BEGIN

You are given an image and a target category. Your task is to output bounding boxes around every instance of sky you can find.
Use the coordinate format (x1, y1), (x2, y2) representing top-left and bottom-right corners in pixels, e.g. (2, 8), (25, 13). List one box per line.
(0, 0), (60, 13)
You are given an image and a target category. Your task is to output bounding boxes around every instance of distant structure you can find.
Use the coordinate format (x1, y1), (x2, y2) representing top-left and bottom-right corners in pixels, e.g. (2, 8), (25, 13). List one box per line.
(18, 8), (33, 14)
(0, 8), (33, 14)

END
BEGIN

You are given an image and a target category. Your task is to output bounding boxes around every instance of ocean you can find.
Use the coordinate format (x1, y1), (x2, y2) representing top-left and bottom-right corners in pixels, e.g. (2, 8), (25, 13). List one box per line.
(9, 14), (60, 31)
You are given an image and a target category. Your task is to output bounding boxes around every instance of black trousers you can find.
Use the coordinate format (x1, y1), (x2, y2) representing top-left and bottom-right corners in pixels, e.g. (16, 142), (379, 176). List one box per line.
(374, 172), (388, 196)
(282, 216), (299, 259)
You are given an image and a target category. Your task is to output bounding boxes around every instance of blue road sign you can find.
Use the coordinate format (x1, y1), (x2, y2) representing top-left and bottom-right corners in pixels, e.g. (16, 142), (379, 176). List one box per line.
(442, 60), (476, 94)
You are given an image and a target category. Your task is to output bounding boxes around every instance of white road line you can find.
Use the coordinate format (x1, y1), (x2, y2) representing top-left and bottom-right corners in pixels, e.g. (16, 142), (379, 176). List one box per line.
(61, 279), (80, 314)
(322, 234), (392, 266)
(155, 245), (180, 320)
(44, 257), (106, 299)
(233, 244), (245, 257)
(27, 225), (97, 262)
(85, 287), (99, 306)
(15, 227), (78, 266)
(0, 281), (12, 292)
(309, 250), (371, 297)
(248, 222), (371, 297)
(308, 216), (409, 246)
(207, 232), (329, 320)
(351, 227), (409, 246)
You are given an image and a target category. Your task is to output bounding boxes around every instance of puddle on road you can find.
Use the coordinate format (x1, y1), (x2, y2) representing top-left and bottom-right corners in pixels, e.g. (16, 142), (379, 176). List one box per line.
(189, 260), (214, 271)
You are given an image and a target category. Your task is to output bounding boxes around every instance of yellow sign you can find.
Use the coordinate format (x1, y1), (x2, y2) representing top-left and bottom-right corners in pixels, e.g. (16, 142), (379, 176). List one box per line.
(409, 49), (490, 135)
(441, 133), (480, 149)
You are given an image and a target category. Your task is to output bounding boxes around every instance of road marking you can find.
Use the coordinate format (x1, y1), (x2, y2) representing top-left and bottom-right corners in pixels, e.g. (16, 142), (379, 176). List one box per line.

END

◆ **Your instructions**
Reproduce verbatim the records from the line containing "trousers you can find." through the line containing "(282, 216), (299, 259)", including both of those lines.

◆ **Answer to this exercise**
You are given an image and a target category. Your task is to output bounding boxes around every instance of black trousers you can find.
Use the coordinate format (x1, y1), (x2, y2) representing top-left and bottom-right corners in pixels, e.g. (16, 142), (379, 176). List one box per line.
(374, 172), (388, 196)
(282, 216), (299, 259)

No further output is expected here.